(SUPPLIED TEXT):
◆ ◆ ◆ ◆ ◆

Oh, one more thing. Am I just crazy, or does ageism seem kind of acceptable on TV? Just, you know, things like all the old characters on The Simpsons being curmudgeonly and senile, the Florida episodes of Seinfeld...it seems as though there's more freedom to be blatantly offensive in this one area. I don't know, maybe it's just me.

Oh, definitely. Ageism, and don't forget, it's okay to make fun of the fatties! (mutter grumble)

Whogus The Whatsler: Age, weight and more — I think I'll create an entry about the Acceptable Targets out there.
Ununnilium: I don't know about The Simpsons. Homer's mom was well-portrayed, Grandpa has had some good character moments (the Hellfish Bonanza episode), and there's probably some I'm forgetting now. Certainly it has its examples, but the worst instance on television?

RedBeardSean: What about rednecks? It seems that anyone who doesn't live in a metropolitan apartment/condo is fair game to be ridiculed as a backwater hick (with or without Deliverence references).

Ununnilium: That works, though it's an American trope; I have no doubt, however, that other countries have their own examples.

◆ ◆ ◆ ◆ ◆

(INFORMATION SUPPLIED):
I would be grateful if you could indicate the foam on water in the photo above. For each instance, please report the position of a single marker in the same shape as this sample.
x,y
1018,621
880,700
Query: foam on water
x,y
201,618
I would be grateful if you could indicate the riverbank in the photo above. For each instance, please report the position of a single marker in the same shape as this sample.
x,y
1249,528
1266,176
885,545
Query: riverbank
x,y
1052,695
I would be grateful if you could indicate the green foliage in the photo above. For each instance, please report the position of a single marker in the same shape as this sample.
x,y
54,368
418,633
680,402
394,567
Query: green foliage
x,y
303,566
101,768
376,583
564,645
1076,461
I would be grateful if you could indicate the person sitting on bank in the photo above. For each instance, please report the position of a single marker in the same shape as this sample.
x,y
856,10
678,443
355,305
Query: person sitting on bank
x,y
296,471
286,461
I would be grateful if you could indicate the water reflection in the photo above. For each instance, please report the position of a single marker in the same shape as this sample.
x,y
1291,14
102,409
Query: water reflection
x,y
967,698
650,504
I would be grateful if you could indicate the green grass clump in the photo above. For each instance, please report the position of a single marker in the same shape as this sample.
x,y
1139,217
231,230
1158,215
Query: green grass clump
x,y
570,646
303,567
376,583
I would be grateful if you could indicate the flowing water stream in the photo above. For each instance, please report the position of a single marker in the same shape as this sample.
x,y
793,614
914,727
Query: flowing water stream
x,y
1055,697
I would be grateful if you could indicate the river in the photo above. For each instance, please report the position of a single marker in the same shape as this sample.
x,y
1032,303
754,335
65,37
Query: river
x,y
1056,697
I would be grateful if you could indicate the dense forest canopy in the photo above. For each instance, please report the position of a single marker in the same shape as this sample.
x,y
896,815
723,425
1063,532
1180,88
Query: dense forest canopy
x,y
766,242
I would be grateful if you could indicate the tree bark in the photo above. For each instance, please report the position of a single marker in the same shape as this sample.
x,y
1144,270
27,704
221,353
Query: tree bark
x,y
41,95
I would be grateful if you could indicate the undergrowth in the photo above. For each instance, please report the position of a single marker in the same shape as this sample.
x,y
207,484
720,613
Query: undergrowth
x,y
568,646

◆ ◆ ◆ ◆ ◆

(THE TASKS):
**A)** Update the rows from the line containing "I would be grateful if you could indicate the green grass" through the end of the rows, replacing "undergrowth" with "underbrush" and keeping everything else the same.
**B)** Go on with the discussion about ageism and other acceptable targets on television from the point where it stops.

(ANSWERS FOR THE TASKS):
**A)**
I would be grateful if you could indicate the green grass clump in the photo above. For each instance, please report the position of a single marker in the same shape as this sample.
x,y
1139,217
231,230
1158,215
Query: green grass clump
x,y
570,646
303,567
376,583
I would be grateful if you could indicate the flowing water stream in the photo above. For each instance, please report the position of a single marker in the same shape as this sample.
x,y
793,614
914,727
Query: flowing water stream
x,y
1055,697
I would be grateful if you could indicate the river in the photo above. For each instance, please report the position of a single marker in the same shape as this sample.
x,y
1032,303
754,335
65,37
Query: river
x,y
1056,697
I would be grateful if you could indicate the dense forest canopy in the photo above. For each instance, please report the position of a single marker in the same shape as this sample.
x,y
896,815
723,425
1063,532
1180,88
Query: dense forest canopy
x,y
766,242
I would be grateful if you could indicate the tree bark in the photo above. For each instance, please report the position of a single marker in the same shape as this sample.
x,y
1144,270
27,704
221,353
Query: tree bark
x,y
41,95
I would be grateful if you could indicate the underbrush in the photo above. For each instance, please report the position of a single marker in the same shape as this sample.
x,y
207,484
720,613
Query: underbrush
x,y
568,646

**B)**
Idle Dandy: Sixties is not elderly. I propose changing that to seventies. I also nominate adding fundamentalist Christians to the list.

Ununnilium: It's not, but TV acts like it is. As for the latter... hm. For one thing, I can't think of any examples of that off the top of my head. `.` Except for the shows that make fun of everyone, viz. South Park.

It seems to me that white male fathers in family sitcoms have for a very, very long time been portrayed most often as lazy, stupid comic foils for everyone else, and not just on television programs. Peter Griffin, Dagwood Bumstead, Homer Simpson, Al Bundy, and hundreds more all serve as their respective programs' Butt Monkey. Change the race of any of these characters to anything else, and the network would get lots and lots of angry letters.

osh: I dunno, that's more because the Butt Monkey depiction was a deliberate subversion of the Father Knows Best treatment of white middle class dads as proper heads of the family.

Dark Sasami: "Change the race of any of these characters to anything else, and the network would get lots and lots of angry letters." I would counter this argument with George Jefferson and that Sanford guy, off the top of my head. Bet there's an example with Wayanses in it, too, if anybody ever watched those shows.

Ununnilium: I disagree on the "straight white men" one. Nobody's insulting them for being straight white men, which is the case with all the others.

Ununnilium: How about furries? They seem to be the new point-and-laugh-at-the-weirdoes.

LTR - For that matter, folks who have even minor and non-illegal sexual fetishes (i.e. not pedophillia, necrophilia, rape, etc) seem to be marked as having a tenuous grip on both morality and sanity.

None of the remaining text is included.